[[ Records shown open ]]

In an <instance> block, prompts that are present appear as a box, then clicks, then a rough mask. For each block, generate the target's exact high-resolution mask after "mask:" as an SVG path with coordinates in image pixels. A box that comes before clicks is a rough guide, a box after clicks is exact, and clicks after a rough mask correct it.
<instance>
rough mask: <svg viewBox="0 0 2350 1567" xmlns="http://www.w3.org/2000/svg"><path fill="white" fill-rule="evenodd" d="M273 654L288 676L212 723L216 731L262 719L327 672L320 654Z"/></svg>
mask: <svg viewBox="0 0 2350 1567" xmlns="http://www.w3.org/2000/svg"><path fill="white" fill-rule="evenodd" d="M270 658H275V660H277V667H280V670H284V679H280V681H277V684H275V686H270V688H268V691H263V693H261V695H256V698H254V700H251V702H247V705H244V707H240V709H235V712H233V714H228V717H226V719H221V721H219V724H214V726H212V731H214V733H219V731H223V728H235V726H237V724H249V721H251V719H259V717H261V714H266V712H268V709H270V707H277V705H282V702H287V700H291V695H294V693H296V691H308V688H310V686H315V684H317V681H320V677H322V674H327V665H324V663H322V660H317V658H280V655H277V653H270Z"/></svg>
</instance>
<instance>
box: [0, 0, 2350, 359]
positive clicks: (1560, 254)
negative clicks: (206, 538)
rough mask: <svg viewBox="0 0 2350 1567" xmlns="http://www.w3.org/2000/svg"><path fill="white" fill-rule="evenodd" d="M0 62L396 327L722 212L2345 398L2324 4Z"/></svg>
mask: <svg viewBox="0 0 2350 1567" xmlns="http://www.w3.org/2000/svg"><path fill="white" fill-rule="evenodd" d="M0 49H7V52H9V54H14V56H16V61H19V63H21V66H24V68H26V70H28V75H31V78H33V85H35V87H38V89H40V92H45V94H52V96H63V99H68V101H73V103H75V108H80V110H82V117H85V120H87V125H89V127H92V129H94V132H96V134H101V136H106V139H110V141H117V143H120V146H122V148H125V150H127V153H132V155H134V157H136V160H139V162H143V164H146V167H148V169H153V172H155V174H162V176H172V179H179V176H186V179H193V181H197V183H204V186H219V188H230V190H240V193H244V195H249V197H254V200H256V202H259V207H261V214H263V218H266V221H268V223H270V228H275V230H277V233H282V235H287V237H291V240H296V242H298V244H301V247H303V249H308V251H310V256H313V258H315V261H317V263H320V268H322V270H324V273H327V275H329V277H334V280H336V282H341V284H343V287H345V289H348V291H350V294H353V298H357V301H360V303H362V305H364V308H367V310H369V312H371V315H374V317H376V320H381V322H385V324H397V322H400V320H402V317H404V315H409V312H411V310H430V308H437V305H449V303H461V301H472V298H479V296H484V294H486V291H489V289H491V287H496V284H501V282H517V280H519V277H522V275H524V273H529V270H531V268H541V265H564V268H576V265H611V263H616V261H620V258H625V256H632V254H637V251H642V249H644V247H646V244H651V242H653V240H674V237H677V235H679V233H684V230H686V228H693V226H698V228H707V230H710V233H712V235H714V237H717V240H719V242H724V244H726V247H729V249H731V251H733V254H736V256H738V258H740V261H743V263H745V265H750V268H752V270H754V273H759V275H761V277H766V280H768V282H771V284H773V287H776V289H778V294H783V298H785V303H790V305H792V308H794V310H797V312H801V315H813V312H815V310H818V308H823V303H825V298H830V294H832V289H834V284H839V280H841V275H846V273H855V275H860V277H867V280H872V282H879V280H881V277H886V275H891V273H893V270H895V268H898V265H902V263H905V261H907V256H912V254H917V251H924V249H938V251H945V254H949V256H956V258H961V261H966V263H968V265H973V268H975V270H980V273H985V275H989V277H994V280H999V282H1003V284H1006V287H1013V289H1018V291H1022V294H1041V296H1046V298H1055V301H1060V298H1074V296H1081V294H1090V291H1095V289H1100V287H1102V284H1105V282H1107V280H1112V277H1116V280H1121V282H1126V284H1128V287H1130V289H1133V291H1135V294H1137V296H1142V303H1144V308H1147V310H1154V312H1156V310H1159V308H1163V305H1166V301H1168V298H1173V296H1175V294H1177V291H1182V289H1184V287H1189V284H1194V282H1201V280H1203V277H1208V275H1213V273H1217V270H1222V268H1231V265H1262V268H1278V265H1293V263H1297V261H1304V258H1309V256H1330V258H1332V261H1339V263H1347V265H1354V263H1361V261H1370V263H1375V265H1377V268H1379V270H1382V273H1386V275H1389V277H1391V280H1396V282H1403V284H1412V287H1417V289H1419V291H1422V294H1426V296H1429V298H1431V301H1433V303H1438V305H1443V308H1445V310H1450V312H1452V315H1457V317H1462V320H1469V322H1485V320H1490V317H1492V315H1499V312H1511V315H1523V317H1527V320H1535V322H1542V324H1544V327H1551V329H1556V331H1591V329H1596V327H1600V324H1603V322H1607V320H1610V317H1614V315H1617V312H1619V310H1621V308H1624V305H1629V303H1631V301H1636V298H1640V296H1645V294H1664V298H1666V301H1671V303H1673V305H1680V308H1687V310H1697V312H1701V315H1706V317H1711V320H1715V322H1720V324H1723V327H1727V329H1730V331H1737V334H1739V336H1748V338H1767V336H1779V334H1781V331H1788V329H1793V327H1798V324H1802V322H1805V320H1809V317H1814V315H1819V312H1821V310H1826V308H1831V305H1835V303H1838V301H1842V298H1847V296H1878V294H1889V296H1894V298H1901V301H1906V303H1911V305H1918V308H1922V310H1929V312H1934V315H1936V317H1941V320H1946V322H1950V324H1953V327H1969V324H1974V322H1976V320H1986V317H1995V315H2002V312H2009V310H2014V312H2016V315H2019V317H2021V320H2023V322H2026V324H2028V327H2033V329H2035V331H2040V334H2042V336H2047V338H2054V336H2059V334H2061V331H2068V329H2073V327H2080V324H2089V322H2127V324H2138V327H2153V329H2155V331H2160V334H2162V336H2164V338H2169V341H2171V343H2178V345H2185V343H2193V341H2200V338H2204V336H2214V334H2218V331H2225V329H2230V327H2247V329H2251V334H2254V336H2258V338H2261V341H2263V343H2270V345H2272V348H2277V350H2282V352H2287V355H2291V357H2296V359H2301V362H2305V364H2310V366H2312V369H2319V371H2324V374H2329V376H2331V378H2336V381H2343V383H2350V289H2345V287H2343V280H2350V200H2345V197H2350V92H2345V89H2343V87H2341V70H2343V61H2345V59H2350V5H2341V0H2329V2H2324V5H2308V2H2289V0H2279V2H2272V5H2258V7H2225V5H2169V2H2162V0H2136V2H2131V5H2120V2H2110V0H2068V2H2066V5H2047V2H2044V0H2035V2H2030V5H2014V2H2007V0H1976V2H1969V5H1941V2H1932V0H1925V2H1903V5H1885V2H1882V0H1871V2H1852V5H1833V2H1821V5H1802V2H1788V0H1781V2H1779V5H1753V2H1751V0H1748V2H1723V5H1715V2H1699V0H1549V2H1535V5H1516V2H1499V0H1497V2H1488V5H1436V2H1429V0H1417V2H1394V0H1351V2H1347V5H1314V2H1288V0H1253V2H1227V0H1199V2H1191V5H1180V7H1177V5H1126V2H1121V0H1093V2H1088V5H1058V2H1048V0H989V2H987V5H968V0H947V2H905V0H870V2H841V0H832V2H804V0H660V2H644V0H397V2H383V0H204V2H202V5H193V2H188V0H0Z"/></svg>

[[ Records shown closed ]]

- _What you have to do_:
Among the entries above, tally each line with the string "instance" and state that figure only.

- _Answer section_:
4